> _ABOUT THIS EXERCISE_
Exactly reproduce each entry, leaving out nothing.

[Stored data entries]

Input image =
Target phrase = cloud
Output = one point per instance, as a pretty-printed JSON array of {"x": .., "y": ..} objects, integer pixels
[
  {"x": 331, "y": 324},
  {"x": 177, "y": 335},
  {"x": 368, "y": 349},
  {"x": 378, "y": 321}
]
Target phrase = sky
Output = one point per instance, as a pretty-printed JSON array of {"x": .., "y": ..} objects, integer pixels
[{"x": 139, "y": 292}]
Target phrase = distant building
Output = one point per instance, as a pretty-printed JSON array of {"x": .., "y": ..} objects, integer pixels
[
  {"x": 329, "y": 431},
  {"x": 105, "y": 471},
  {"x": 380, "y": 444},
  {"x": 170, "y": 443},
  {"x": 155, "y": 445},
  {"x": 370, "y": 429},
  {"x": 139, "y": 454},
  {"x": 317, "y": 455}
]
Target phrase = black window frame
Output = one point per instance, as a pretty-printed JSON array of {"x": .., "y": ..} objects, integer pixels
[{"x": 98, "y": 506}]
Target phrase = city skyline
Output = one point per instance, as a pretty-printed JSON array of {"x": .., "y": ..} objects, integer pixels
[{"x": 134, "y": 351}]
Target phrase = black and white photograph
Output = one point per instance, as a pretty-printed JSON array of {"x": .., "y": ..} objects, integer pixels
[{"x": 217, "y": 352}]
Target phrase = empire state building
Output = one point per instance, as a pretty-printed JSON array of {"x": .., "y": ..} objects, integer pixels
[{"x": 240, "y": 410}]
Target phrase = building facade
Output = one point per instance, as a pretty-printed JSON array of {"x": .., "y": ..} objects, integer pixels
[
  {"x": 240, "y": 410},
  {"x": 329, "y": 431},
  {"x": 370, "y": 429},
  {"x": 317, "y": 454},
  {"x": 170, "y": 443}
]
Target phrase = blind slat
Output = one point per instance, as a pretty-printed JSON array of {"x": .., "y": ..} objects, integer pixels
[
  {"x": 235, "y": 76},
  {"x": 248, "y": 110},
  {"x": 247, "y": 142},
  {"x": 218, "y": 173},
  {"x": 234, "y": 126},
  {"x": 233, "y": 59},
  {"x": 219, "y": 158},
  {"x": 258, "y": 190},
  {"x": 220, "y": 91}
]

> _RESPONSE BOX_
Input image =
Target phrase = cloud
Output = one point per instance, as a pretty-printed JSON array of {"x": .., "y": ..} objects, integer pixels
[
  {"x": 331, "y": 324},
  {"x": 177, "y": 335},
  {"x": 368, "y": 349},
  {"x": 378, "y": 321}
]
Target phrase = sky
Output = one point per instance, as a pretty-printed JSON array of {"x": .., "y": ..} objects, integer pixels
[{"x": 139, "y": 292}]
Target phrase = distant building
Output = one point per instance, as a pretty-printed JSON array of {"x": .., "y": ..} objects, integer pixels
[
  {"x": 329, "y": 431},
  {"x": 105, "y": 471},
  {"x": 380, "y": 444},
  {"x": 170, "y": 443},
  {"x": 155, "y": 445},
  {"x": 370, "y": 429},
  {"x": 139, "y": 454},
  {"x": 317, "y": 455}
]
Target phrase = black window frame
Output = one point per instance, as a pretty-printed JSON array of {"x": .., "y": ..} objects, integer pixels
[{"x": 98, "y": 506}]
Target phrase = city skyline
Output = one point per instance, as a pretty-printed JSON array of {"x": .., "y": ..} objects, integer pixels
[{"x": 134, "y": 351}]
Target phrase = black and white photograph
Output = one point per instance, as a pretty-printed JSON array of {"x": .., "y": ..} objects, integer pixels
[{"x": 217, "y": 352}]
Target phrase = empire state building
Output = one point per instance, as a pretty-printed JSON array of {"x": .., "y": ..} objects, integer pixels
[{"x": 240, "y": 410}]
Target phrase = building facade
Output = one point per instance, as a pretty-printed JSON array of {"x": .., "y": ..} objects, integer pixels
[
  {"x": 240, "y": 410},
  {"x": 329, "y": 431},
  {"x": 370, "y": 429},
  {"x": 317, "y": 454},
  {"x": 170, "y": 443}
]
Target phrase = blind slat
Output = one point per instance, as a pretty-printed JSON array of {"x": .., "y": ..} objects, integer pixels
[
  {"x": 235, "y": 76},
  {"x": 248, "y": 110},
  {"x": 247, "y": 142},
  {"x": 218, "y": 173},
  {"x": 234, "y": 126},
  {"x": 233, "y": 59},
  {"x": 219, "y": 158},
  {"x": 258, "y": 190},
  {"x": 220, "y": 91}
]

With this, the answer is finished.